-------- Extracto del documento

Los jueces que necesita el control de constitucionalidad. JUSTICIA: ¿mediática, democrática o independiente? Entre Carlos Nino y Beatriz Sarlo

CASI UN CONSEJO
La reforma de 1994 instrumentó un organismo encargado de la selección de los jueces federales que hasta entonces era impensado en nuestro derecho: un consejo de la magistratura. Ahora los jueces, de quienes se decía que eran la pata menos democrática del trípode del poder, dejaron de ser designados por el ejecutivo con acuerdo del Senado (constituido en Gran Consejo de Gobierno) para pasar a ser electos por un consejo integrado, en apariencias, más democráticamente. Un órgano que intenta contradecir las críticas a la falta de relación de los jueces con las decisiones populares.
Sin embargo, aquél arraigo popular que situábamos en el 3º grado de representación (el senado era elegido por las legislaturas que eran elegidas por el pueblo), en la realidad ha perdido el arraigo popular, pues sólo una parte minoritaria del consejo responde a elecciones populares (legisladores y representante del Ejecutivo) y el resto nada tiene que ver con el pueblo en general, sólo son representantes de corporaciones.
Esta entidad binaria, político-corporativa, tiene un destino que dependerá de cómo sepamos hacer jugar los intereses de justicia que inspiraron su creación.
Para eso debemos definir qué tipo de justicia es la que queremos: ¿una justicia con jueces que sepan hablar ante las cámaras? ¿una justicia que responda a los dictados del pueblo, moviéndose cerca de los cambios político-sociales que se manifiestan en las elecciones? ¿una justicia independiente del poder y/o de la sociedad en que actúa?
De nuestras respuestas surgirá nuestro país.
MEDIOS JUSTICIEROS
Como señala la reflexiva Beatriz Sarlo “La esfera publica electrónica no es entonces solo un lugar desde donde se emite información ni donde se construye opinión. También ha pasado a ser un lugar donde la opinión se contrapone a las instituciones, disputando con ellas la jurisdicción para decidir sobre los conflictos privados que se convierten en públicos precisamente para ser sustraídos de las instituciones que los albergaba. La democracia de opinión se contrapone a la democracia de las instituciones; se denuncia el carácter formal abstracto de las instituciones frente a la flexión concreta y humanizada de la opinión que no pretende manejarse con otras leyes que no sean las de la naturaleza: a diferencia de las instituciones, la opinión se remite a la naturaleza para fundarse y se adjudica una sabiduría de la que carecen las instituciones, porque es sensible a lo particular aunque responda a impulsos tan generales como los que se arraigan en la naturaleza e, incluso, se comparten con el siempre ilustrativo mundo animal que, aun en la postmodernidad, no ha perdido su carácter de disparador mítico. En este sentido la opinión podría evaluar las contradicciones según la perspectiva concreta y atenta a las particularidades conflictivas en juego, podría operar sobre los datos presentes y, paradójicamente, innovar; la institución debe siempre olvidar algo de lo concreto para poder incluir el caso en una perspectiva general que permita juzgarlo de acuerdo al derecho y, por lo tanto, es insensible al presente y opera sometida a un pasado codificado en la ley.”[1]
En efecto: la opinión pública estandarizada por los medios de comunicación social ha sido llevada a estrados (casi altares) imaginarios de donde nadie sabe qué sentencia se escuchará. La opinión pública (o publicada) es una imagen de la justicia a la que todos deseamos sin venda, escrutadora, que nos ve y nos conoce. Pero la deseamos siempre y cuando su veredicto nos convenga, siempre y cuando salga a llenar la Avenida de Mayo si decidimos presentar nuestra renuncia ante ella, ante sus micrófonos, en un salón porteño.

----------------

__Tareas__
A: ¿Qué organismo instrumentó la reforma de 1994 para seleccionar a los jueces federales, según el extracto?
B: Reproduce literalmente el tramo del extracto que va desde "Esta entidad binaria, político-corporativa, tiene" hasta "surgirá nuestro país.".
Las líneas no guardan ninguna relación con el extracto.

-------- Líneas

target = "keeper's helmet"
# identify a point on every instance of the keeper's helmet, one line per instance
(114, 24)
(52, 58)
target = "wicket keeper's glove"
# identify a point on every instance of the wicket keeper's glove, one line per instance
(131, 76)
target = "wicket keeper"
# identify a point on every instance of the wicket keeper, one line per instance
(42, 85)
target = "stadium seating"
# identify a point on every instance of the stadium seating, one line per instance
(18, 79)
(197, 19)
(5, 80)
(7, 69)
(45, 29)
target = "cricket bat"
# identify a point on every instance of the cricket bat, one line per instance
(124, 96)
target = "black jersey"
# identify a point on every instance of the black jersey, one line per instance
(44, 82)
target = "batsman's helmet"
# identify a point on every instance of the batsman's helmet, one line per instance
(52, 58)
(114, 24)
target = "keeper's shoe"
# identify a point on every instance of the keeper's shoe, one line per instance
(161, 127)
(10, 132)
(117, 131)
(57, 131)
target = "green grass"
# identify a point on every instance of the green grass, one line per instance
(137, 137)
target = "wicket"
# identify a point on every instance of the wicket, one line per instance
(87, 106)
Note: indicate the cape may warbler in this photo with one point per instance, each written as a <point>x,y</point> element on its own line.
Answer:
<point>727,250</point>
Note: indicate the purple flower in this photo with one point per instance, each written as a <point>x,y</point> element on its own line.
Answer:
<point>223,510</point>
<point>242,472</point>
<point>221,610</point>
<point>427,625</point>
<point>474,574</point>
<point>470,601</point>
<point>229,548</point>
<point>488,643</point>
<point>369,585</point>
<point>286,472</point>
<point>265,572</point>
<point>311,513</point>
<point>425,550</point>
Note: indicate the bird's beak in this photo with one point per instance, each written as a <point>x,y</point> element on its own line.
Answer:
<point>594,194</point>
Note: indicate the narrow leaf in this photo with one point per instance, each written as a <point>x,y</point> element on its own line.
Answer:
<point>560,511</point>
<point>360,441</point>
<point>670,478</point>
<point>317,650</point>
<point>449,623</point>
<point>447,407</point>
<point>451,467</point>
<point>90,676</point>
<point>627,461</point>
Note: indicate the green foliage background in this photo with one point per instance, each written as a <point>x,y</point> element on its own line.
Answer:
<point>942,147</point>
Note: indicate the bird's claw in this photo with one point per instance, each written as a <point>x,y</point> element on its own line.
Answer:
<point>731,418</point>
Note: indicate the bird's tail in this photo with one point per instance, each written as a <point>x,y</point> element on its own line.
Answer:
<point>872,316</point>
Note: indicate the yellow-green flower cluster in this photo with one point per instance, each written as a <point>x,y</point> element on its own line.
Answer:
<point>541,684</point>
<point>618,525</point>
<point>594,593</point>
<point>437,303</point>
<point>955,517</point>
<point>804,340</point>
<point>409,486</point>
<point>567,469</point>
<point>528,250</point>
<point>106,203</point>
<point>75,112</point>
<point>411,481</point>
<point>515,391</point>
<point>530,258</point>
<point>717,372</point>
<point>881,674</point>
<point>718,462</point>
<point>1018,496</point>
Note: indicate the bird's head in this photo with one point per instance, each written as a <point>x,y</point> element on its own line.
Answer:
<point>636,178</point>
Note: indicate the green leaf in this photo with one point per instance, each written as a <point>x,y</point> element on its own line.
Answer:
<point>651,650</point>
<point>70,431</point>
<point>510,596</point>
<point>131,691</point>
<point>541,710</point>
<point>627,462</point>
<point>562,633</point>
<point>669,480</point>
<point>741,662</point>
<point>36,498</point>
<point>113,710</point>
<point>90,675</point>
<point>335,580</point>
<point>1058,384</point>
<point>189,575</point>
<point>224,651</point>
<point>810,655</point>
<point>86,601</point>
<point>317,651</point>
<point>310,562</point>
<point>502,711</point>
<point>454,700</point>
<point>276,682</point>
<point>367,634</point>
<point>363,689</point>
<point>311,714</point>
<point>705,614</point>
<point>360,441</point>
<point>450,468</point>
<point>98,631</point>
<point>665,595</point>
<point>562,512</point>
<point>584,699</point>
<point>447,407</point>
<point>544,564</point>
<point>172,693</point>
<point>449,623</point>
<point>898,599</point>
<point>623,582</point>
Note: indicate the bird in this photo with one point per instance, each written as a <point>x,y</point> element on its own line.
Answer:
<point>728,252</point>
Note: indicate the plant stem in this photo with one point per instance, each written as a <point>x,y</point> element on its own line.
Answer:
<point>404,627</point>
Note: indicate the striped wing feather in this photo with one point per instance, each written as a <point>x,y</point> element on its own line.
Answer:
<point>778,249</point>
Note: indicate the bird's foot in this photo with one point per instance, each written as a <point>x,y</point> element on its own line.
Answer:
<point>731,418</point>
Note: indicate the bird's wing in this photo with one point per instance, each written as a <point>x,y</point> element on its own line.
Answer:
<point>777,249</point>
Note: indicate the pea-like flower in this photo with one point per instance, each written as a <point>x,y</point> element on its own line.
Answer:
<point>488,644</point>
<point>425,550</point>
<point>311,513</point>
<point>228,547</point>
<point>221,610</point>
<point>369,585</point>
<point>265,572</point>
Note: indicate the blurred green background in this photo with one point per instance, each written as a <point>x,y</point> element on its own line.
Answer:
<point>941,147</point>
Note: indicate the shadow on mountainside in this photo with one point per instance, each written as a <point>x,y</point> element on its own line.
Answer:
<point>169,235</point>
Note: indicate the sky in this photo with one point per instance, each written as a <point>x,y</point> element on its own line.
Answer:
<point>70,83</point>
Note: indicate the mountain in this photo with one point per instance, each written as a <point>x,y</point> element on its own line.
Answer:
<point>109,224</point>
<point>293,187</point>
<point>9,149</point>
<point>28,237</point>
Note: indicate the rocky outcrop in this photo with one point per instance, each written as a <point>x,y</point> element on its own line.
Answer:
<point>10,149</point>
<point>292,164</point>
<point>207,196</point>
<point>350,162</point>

----------------

__Respuestas del ejercicio__
A: Un consejo de la magistratura.

B:
Esta entidad binaria, político-corporativa, tiene un destino que dependerá de cómo sepamos hacer jugar los intereses de justicia que inspiraron su creación.
Para eso debemos definir qué tipo de justicia es la que queremos: ¿una justicia con jueces que sepan hablar ante las cámaras? ¿una justicia que responda a los dictados del pueblo, moviéndose cerca de los cambios político-sociales que se manifiestan en las elecciones? ¿una justicia independiente del poder y/o de la sociedad en que actúa?
De nuestras respuestas surgirá nuestro país.